TEXT BLOCK>
Team Members: David Wan, Shreyaan Chhbara, Aviraj Khanuja
Team Name: TIDAL WAVE
GitHub Repository Link: https://github.com/davdwan21/TIDAL-WAVE
Selected Tracks: Data Analytics, Cloud
Selected Challenges (Optional): Best Use of AWS Services, Best Use of NVIDIA Brev, Most Viral Idea, Most Innovative Idea, Best Use of Scripps Data

In ecological science, most systems assist data analysts by processing and visualizing data for retrospective analysis. However, this approach not only restricts the ability of non-experts to contribute to environmental conservation but also forces analysts to rely on educated guesses when predicting future outcomes. Our idea was simple: why limit everyone to the past? TIDAL WAVE is a data-driven simulation tool that allows users to act as policymakers by inputting environmental policies in natural language. The system translates these policies into global parameters and simulates how a coastal ecosystem responds over time.

REQUIRED WORK>
(1) According to the TIDAL WAVE project description, in what form do users enter environmental policies?
(2) Extend the TIDAL WAVE project description with further sentences that pick up after its last sentence.
The records that follow this project description are independent material and have no connection to it.

RECORDED DATA>
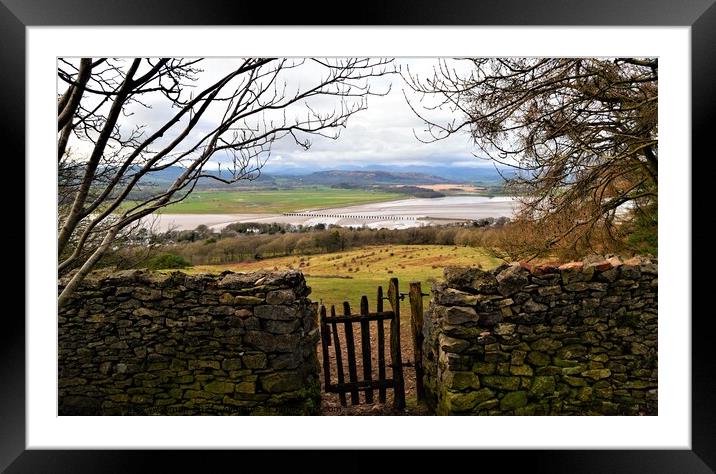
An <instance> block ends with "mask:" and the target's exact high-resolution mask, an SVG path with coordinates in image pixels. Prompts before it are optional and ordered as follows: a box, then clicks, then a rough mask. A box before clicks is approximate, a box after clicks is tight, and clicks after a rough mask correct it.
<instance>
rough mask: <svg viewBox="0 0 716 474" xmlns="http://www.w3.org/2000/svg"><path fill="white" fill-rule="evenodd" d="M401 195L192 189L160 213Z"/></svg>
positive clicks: (357, 192) (284, 206)
mask: <svg viewBox="0 0 716 474" xmlns="http://www.w3.org/2000/svg"><path fill="white" fill-rule="evenodd" d="M405 198H406V196H405V194H397V193H386V192H381V191H370V190H367V189H334V188H328V187H306V188H295V189H284V190H265V191H264V190H262V191H256V190H246V191H194V192H193V193H192V194H190V195H189V197H187V198H186V199H185V200H184V201H181V202H179V203H176V204H173V205H171V206H169V207H167V208H165V209H163V210H162V213H164V214H264V213H266V214H272V213H282V212H292V211H298V210H302V209H311V208H317V207H339V206H351V205H356V204H367V203H372V202H382V201H393V200H396V199H405Z"/></svg>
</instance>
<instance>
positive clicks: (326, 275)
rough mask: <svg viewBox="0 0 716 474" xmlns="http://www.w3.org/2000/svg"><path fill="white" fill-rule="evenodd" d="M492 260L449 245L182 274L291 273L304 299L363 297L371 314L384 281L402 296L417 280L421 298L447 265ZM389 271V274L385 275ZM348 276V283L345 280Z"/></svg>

ANSWER SET>
(1) Users enter them in natural language.

(2)
TIDAL WAVE consists of several core components:
Translating natural language into concrete parameters
In order to turn the user's policy idea into environment parameters, we employ text-to-data generation with Groq's API. To ensure real-world accuracy, we developed a script that analyzed the oceanic data from CalCOFI, identifying 6 important parameters along with their medians and their average distributions. We then backtested the model outputs according to these distributions, ensuring that the simulation parameters returned by the model reflected real-world conditions.

Simulating an Ecosystem
The simulation itself operates on 6 global parameters and 7 different species. Each species is represented by an AI-agent which acts on behalf of the species. During each simulated year, agents decide on species-wide actions based on global parameters and environmental data. The ecological system then evolves according to these decisions, using established ecological population dynamics models. Equations and frameworks (such as Lotka-Volterra predator-prey dynamics and trophic coupling) calculate population interactions and adaptations, ensuring simulation accuracy and minimizing AI-generated hallucinations.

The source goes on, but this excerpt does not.